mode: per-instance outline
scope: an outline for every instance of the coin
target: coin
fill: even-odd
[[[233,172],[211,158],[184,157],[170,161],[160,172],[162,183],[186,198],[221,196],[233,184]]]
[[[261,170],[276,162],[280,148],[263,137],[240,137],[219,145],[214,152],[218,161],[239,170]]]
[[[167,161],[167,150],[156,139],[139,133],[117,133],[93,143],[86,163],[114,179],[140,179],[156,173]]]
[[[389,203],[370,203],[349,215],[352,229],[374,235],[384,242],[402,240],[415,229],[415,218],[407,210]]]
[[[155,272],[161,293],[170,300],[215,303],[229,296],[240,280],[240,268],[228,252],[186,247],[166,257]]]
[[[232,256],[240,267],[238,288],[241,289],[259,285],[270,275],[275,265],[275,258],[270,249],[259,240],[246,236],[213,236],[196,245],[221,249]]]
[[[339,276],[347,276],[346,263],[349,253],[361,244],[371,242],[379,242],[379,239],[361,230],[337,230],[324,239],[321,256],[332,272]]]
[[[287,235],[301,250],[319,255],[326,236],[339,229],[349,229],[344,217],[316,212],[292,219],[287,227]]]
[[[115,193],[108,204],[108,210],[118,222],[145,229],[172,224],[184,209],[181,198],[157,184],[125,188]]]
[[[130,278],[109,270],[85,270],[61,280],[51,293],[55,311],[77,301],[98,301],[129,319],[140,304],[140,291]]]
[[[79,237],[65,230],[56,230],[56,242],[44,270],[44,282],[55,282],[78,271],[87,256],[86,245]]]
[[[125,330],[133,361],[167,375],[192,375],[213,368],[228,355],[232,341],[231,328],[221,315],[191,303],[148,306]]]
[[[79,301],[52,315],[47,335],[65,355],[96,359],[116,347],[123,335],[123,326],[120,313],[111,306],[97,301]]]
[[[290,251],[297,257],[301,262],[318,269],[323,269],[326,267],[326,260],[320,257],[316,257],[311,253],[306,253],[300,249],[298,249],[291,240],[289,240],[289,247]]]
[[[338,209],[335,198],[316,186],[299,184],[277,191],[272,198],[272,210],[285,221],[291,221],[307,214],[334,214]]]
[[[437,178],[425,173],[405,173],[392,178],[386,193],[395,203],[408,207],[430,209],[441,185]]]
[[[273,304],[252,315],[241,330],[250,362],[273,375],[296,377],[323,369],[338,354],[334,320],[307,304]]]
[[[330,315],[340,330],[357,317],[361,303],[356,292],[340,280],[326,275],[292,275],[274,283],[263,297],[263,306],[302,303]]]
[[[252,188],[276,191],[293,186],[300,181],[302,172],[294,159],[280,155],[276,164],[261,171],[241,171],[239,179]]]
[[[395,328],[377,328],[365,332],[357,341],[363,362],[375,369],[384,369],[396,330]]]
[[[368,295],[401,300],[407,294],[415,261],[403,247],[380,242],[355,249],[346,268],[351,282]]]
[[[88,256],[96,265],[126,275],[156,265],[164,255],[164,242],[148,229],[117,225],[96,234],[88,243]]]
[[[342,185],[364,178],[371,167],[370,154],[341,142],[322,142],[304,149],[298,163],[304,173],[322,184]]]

# Given instruction
Return the material exactly as it stands.

# Final result
mode: per-instance outline
scope: an outline for every instance of the coin
target: coin
fill: even-odd
[[[233,172],[211,158],[184,157],[170,161],[160,172],[162,183],[186,198],[221,196],[233,184]]]
[[[261,170],[276,162],[280,148],[263,137],[240,137],[219,145],[214,152],[218,161],[239,170]]]
[[[167,161],[167,150],[156,139],[139,133],[117,133],[93,143],[86,163],[114,179],[140,179],[156,173]]]
[[[389,203],[370,203],[349,215],[352,229],[374,235],[384,242],[402,240],[415,229],[415,218],[407,210]]]
[[[155,272],[161,293],[170,300],[215,303],[229,296],[240,280],[240,268],[228,252],[186,247],[166,257]]]
[[[232,256],[240,267],[238,288],[241,289],[259,285],[270,275],[275,265],[275,258],[270,249],[259,240],[246,236],[213,236],[196,245],[221,249]]]
[[[339,276],[347,276],[346,263],[349,253],[361,244],[371,242],[379,242],[379,239],[361,230],[337,230],[324,239],[321,256],[332,272]]]
[[[287,235],[301,250],[319,255],[326,236],[339,229],[349,229],[344,217],[316,212],[292,219],[287,227]]]
[[[115,193],[108,204],[108,210],[118,222],[145,229],[172,224],[184,209],[181,198],[157,184],[125,188]]]
[[[130,278],[109,270],[85,270],[61,280],[51,293],[55,311],[77,301],[98,301],[129,319],[140,304],[140,291]]]
[[[79,237],[65,230],[56,230],[56,242],[44,270],[44,282],[55,282],[78,271],[87,256],[86,245]]]
[[[125,330],[133,361],[167,375],[192,375],[213,368],[228,355],[232,341],[231,328],[221,315],[191,303],[148,306]]]
[[[79,301],[52,315],[47,335],[65,355],[96,359],[116,347],[123,335],[123,326],[120,313],[111,306],[97,301]]]
[[[290,251],[297,257],[301,262],[318,269],[323,269],[326,267],[326,260],[320,257],[316,257],[311,253],[306,253],[300,249],[298,249],[291,240],[289,240],[289,247]]]
[[[338,209],[335,198],[316,186],[299,184],[277,191],[272,198],[272,210],[285,221],[291,221],[307,214],[334,214]]]
[[[437,178],[425,173],[405,173],[392,178],[386,193],[395,203],[408,207],[430,209],[441,185]]]
[[[273,304],[252,315],[241,330],[250,362],[273,375],[296,377],[323,369],[338,354],[334,320],[307,304]]]
[[[330,315],[340,330],[357,317],[361,303],[356,292],[340,280],[326,275],[292,275],[274,283],[263,297],[263,306],[302,303]]]
[[[252,188],[276,191],[293,186],[300,181],[302,172],[294,159],[280,155],[276,164],[261,171],[241,171],[239,179]]]
[[[395,328],[377,328],[365,332],[357,341],[363,362],[375,369],[384,369],[396,330]]]
[[[368,295],[401,300],[407,294],[415,261],[403,247],[380,242],[355,249],[346,268],[351,282]]]
[[[88,256],[96,265],[126,275],[156,265],[164,255],[164,242],[148,229],[117,225],[96,234],[88,243]]]
[[[342,185],[364,178],[371,167],[370,154],[341,142],[322,142],[304,149],[298,163],[304,173],[322,184]]]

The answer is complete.